-- Fragmento de texto --
+++
Sin embargo, con el fin de distanciarnos del dualismo humano(s)-naturaleza(s) –pero sin dejar de ser conscientes de los cambios que se dan–, y observando el conflicto no solo como aquel que se presenta únicamente entre dos actores (p. e. Rosas, 2018; Arrioja, 2012, p. 185), debemos aventurarnos a recapacitar en lo que implican los intermediarios políticos, sociales y económicos, los que diluyen el dualismo de las tensiones sociales, al canalizar las diferencias por “vías institucionales”, aunque no siempre acertadas (p. e. Barcos, Lanteri y Merino (dirs), 2017). Incluso, consideremos las identidades colectivas, las identidades políticas e individuales que permiten, en ciertos momentos, que los actores sociales compartan vínculos preexistentes o construidos por ellos para obtener una meta común con la cual se comprometen.
+++
-- Consigna 1 --
Localiza en las entradas cada línea que contenga la palabra "logo" y cópiala, distinguiendo entre mayúsculas y minúsculas.
El fragmento sobre el conflicto social y las entradas provienen de fuentes distintas.

Registros de señalamiento
+++
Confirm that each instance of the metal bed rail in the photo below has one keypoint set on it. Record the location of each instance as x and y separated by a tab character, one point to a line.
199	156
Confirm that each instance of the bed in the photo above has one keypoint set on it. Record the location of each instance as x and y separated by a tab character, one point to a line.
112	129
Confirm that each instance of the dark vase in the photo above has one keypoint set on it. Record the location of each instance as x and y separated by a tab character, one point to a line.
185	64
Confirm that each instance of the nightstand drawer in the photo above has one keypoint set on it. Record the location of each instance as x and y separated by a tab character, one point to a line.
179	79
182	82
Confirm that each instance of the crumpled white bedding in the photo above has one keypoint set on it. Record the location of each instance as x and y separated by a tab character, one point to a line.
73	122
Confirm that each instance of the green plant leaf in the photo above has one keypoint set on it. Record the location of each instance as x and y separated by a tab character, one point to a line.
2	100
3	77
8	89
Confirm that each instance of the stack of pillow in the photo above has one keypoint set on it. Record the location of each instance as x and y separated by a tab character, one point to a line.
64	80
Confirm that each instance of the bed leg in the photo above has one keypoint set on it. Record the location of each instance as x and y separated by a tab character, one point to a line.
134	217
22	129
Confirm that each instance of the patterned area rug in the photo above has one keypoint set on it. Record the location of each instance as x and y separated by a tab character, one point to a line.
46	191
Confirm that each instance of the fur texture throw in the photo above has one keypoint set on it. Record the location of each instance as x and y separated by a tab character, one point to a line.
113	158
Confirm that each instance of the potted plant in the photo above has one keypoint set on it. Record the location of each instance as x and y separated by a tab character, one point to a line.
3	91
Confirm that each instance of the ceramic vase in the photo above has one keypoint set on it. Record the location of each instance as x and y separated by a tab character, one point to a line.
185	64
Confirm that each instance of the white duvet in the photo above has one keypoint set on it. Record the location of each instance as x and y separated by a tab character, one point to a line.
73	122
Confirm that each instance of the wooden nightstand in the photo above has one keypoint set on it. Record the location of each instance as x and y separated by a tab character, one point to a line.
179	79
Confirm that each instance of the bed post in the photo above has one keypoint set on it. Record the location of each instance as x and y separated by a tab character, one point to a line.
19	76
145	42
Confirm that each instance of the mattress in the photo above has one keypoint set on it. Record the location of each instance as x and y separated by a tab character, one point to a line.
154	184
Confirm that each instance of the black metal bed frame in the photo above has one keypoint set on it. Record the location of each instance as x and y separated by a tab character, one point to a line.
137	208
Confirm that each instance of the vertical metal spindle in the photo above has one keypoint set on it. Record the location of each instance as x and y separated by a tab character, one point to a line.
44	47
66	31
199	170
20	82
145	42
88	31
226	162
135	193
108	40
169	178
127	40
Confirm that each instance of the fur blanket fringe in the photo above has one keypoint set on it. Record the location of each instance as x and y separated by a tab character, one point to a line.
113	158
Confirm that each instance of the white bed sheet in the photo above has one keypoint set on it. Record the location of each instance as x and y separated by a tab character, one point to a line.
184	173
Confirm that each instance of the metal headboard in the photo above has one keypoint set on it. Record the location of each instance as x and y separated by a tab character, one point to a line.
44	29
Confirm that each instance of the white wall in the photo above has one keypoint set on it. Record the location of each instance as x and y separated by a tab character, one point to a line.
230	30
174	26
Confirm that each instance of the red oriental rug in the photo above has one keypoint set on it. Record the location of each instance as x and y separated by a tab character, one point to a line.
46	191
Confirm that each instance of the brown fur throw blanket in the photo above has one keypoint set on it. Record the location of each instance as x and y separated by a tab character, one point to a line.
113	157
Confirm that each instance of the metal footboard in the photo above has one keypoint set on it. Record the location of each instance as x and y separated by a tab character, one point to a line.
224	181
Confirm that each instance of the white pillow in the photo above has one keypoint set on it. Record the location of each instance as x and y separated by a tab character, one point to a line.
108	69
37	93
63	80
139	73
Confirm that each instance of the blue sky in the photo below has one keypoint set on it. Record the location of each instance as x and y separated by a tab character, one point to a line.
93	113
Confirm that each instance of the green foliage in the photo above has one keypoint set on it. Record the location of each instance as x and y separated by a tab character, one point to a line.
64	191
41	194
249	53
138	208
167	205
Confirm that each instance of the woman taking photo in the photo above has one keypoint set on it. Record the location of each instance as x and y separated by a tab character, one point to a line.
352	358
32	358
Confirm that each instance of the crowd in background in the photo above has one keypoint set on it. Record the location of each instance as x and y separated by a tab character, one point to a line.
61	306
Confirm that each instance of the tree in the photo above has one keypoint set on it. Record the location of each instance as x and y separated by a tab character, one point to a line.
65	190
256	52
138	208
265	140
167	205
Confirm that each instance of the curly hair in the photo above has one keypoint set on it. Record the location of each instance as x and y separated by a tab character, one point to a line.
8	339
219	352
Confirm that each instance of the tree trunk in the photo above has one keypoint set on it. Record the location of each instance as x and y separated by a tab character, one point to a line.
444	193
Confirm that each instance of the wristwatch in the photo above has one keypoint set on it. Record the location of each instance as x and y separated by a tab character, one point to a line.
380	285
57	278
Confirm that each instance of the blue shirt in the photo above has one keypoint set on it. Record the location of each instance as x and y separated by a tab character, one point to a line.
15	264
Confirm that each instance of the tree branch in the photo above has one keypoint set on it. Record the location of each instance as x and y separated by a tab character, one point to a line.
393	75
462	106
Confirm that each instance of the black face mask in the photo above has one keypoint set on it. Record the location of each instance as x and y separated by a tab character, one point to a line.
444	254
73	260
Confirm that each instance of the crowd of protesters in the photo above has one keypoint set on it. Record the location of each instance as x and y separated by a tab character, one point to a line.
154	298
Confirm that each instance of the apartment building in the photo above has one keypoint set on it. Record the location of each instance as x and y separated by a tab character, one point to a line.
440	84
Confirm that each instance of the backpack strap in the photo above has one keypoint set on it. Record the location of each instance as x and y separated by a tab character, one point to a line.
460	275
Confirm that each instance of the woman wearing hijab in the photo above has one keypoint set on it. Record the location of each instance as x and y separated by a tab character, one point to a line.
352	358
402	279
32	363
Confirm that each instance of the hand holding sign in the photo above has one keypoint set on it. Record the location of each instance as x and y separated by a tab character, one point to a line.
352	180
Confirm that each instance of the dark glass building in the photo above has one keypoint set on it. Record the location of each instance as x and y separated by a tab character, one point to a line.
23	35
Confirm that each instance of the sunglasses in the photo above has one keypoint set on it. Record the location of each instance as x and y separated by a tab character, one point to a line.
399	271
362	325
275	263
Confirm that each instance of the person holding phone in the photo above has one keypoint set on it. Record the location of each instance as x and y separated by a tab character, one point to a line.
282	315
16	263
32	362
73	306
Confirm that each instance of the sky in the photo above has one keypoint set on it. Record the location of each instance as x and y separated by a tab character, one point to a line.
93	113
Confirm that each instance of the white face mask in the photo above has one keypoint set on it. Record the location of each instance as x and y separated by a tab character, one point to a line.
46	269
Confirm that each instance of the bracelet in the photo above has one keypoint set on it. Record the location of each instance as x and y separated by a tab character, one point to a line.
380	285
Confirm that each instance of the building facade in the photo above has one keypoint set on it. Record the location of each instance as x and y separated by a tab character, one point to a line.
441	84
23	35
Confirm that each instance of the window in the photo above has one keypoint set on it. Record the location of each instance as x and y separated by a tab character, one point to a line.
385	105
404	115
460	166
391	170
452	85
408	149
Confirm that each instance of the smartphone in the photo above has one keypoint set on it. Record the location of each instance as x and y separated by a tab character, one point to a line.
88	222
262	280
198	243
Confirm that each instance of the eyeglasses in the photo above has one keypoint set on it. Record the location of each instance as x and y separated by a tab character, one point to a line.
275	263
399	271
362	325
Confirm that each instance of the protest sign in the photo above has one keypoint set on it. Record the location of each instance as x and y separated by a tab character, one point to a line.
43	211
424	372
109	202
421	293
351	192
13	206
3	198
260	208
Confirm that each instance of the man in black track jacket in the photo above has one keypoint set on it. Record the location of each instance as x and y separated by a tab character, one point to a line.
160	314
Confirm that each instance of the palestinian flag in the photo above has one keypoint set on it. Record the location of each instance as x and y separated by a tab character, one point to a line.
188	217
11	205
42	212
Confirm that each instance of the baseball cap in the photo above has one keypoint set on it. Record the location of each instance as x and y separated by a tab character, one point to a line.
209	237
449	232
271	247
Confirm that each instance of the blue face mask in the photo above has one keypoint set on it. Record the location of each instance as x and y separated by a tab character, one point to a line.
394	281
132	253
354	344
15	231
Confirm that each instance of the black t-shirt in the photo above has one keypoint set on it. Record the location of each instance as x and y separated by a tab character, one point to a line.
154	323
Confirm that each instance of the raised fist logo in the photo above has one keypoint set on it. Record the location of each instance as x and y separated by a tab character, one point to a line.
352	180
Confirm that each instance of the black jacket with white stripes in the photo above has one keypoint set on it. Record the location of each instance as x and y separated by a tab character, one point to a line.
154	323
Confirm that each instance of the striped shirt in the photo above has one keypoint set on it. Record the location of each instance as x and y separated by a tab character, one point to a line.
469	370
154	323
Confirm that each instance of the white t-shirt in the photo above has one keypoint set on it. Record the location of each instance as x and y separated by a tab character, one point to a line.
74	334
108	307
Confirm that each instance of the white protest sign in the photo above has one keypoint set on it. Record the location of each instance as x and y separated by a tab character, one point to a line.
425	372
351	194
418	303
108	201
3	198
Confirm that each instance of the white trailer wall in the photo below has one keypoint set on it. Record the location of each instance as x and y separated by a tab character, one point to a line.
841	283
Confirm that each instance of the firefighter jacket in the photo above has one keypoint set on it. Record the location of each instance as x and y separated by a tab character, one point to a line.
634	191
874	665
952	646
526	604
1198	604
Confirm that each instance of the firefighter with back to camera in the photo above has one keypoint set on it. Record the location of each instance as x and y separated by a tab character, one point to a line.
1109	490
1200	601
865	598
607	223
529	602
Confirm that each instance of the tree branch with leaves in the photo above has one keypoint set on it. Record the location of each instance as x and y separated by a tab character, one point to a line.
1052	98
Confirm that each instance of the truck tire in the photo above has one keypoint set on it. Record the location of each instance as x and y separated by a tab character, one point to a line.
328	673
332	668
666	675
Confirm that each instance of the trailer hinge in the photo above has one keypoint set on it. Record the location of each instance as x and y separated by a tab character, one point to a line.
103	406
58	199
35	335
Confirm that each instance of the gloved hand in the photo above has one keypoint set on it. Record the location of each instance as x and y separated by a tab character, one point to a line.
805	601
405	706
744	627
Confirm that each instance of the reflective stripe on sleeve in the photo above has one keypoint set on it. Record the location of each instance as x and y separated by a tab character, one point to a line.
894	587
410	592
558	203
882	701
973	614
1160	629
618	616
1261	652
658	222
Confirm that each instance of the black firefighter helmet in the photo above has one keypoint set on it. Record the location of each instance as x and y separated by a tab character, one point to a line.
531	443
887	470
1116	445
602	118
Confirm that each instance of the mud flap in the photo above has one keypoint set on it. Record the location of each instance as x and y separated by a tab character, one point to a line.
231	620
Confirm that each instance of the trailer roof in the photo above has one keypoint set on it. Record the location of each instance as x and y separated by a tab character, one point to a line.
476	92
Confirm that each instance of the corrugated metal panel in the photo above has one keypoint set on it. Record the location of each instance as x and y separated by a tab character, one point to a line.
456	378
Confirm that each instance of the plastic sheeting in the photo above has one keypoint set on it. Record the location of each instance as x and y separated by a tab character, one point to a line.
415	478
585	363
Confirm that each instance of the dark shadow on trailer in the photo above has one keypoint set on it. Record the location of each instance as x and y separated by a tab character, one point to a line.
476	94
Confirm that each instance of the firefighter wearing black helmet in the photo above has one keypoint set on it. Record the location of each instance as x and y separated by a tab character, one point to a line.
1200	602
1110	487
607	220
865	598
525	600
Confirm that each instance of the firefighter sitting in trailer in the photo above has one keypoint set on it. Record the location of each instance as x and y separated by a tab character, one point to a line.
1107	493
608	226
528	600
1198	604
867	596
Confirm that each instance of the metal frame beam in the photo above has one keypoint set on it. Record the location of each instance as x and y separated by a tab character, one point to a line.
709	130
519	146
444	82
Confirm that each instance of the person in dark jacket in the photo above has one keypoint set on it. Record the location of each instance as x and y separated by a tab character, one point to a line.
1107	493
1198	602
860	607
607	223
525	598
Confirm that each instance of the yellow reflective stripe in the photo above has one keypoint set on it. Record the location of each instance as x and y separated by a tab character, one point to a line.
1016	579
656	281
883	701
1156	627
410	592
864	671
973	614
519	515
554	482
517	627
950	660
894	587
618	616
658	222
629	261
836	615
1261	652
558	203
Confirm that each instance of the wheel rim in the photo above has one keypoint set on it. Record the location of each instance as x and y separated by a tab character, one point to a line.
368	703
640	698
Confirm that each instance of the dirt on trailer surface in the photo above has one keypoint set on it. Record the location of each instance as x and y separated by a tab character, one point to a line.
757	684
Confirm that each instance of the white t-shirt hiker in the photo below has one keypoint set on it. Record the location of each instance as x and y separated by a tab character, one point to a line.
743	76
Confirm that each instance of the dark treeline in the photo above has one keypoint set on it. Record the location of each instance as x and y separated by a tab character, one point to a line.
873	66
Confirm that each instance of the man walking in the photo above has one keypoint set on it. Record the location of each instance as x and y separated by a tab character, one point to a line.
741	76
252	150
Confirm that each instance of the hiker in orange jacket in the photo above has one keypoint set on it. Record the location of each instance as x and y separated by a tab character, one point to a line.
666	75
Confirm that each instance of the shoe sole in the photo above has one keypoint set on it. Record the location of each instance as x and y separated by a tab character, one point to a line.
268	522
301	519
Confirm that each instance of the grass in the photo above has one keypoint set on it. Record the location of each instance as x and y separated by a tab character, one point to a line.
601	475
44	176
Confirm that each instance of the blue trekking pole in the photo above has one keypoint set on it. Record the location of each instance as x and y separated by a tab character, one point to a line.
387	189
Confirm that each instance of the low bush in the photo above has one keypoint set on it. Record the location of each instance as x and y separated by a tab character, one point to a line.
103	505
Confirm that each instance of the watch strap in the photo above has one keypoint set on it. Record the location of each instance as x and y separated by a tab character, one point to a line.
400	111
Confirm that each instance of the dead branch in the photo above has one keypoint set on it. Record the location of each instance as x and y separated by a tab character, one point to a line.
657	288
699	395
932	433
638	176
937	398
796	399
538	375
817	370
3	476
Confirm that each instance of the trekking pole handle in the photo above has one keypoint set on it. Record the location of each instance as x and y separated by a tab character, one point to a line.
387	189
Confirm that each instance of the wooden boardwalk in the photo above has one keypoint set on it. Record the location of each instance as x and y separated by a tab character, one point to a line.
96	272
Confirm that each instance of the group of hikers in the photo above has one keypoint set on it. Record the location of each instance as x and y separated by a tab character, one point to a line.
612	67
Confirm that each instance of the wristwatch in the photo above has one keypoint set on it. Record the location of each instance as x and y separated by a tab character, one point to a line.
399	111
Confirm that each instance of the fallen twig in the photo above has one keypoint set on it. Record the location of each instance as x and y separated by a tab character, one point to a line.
+++
-- Consigna 2 --
Prosigue el fragmento sobre el conflicto social a partir de su última oración.

-- Resultado 1 --
Confirm that each instance of the raised fist logo in the photo above has one keypoint set on it. Record the location of each instance as x and y separated by a tab character, one point to a line.

-- Resultado 2 --
De aquí que el objetivo principal de este artículo sea mostrar los ajustes y continuidades que se realizaron a la legislación sobre las aguas, y comprender el papel de los diversos actores sociales en el manejo, acceso, control y administración del agua en los Valles Centrales de Oaxaca (México), así como las negociaciones que se dieron a través de las diferencias y de los acuerdos en torno a dicho recurso. Los ajustes, en muchos casos, reflejaron las formas en que los distintos actores presentaron y esgrimieron sus argumentos para tener derecho al agua. Sin duda, estos derechos y testimonios se manifestaron en las diversas disputas, negociaciones y vivencias cotidianas en torno a un recurso central para la sobrevivencia de humanos, animales y semillas, lo que en muchos casos se remonta al periodo colonial. (Martín, 2018, pp. 33-68; Arrioja y Sánchez (eds.), 2012), además de ser la “materia prima” que permitió incrementar los procesos de industrialización.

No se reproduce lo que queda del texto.